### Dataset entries
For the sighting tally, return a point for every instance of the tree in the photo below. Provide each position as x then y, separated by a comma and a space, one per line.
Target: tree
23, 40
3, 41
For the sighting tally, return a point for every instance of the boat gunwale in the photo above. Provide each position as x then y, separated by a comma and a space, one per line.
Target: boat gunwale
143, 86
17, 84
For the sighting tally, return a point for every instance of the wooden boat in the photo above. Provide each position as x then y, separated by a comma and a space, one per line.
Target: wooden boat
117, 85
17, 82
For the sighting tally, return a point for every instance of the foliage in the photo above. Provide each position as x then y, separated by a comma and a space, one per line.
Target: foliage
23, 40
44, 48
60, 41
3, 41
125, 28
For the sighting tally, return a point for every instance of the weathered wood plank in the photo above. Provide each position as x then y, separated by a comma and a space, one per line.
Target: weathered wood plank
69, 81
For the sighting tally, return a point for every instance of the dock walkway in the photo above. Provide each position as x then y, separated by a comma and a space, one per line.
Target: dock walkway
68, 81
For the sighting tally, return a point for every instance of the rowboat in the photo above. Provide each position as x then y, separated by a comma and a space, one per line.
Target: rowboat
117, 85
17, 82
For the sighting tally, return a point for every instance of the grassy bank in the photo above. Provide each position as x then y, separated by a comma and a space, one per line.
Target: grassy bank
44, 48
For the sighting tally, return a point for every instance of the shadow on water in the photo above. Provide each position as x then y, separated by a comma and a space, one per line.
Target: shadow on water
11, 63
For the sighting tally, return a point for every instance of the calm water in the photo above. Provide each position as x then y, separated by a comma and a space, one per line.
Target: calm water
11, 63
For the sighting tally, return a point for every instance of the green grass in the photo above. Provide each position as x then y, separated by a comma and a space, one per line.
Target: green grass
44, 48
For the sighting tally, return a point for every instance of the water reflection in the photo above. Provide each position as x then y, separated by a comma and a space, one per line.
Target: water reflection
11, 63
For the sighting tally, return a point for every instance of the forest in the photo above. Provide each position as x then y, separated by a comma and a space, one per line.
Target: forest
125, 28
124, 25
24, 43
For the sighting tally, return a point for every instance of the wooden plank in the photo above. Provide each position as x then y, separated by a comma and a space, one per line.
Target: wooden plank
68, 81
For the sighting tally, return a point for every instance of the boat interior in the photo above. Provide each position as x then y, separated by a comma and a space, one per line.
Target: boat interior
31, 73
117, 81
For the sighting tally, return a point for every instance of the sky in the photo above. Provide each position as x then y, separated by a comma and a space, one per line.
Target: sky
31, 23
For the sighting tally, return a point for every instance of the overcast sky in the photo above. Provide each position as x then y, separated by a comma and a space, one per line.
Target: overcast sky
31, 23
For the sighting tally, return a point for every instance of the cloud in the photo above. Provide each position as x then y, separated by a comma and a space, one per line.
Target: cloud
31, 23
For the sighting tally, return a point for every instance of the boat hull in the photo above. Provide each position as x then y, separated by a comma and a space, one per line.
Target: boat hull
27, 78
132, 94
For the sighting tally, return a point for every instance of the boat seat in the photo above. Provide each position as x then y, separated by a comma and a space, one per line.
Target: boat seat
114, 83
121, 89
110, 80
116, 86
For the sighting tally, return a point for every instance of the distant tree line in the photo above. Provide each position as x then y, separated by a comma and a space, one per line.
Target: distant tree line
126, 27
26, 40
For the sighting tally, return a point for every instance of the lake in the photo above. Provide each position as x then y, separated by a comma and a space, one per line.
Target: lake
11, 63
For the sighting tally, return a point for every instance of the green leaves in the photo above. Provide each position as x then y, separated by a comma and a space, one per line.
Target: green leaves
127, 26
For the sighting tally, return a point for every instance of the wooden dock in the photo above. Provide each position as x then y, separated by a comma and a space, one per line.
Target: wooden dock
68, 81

--

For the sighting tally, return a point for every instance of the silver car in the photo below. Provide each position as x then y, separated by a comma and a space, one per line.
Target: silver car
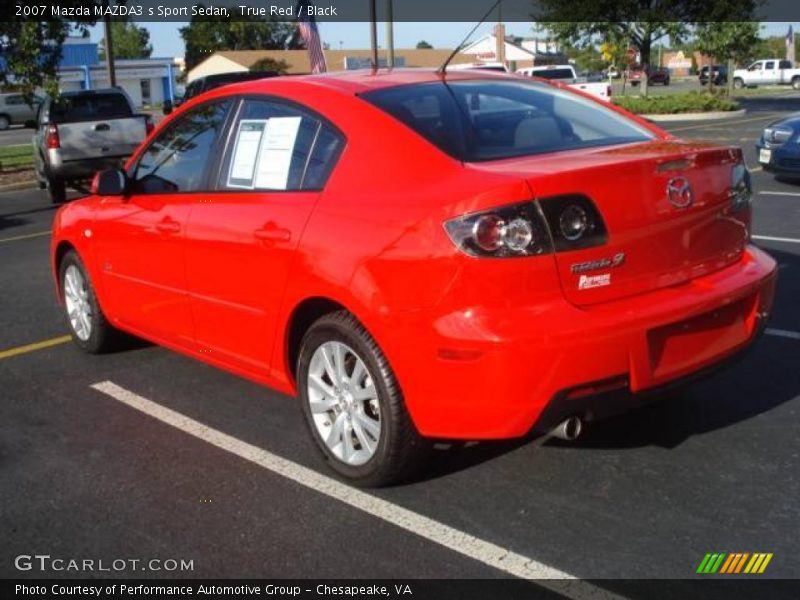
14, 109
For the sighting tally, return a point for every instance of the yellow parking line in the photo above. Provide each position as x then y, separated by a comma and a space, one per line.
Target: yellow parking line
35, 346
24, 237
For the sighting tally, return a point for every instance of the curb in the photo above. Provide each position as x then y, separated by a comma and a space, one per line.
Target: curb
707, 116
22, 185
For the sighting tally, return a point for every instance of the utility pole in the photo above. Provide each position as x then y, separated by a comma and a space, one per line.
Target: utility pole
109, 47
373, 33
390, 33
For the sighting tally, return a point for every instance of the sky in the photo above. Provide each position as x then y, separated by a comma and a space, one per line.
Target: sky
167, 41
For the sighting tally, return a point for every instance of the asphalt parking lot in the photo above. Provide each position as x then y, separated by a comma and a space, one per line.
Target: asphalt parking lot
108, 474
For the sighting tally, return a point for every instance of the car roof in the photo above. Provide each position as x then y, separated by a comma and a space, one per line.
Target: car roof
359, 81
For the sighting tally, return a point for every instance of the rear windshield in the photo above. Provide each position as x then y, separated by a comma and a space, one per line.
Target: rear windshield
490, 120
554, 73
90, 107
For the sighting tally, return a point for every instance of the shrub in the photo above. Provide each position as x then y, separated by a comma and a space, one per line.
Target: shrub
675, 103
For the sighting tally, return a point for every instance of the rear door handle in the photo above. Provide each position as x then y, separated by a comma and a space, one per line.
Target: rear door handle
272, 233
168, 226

### DIRECTIONS FOR THIS TASK
Answer with a single number, the count of lines in the data that contain "below".

### WRITTEN SOLUTION
2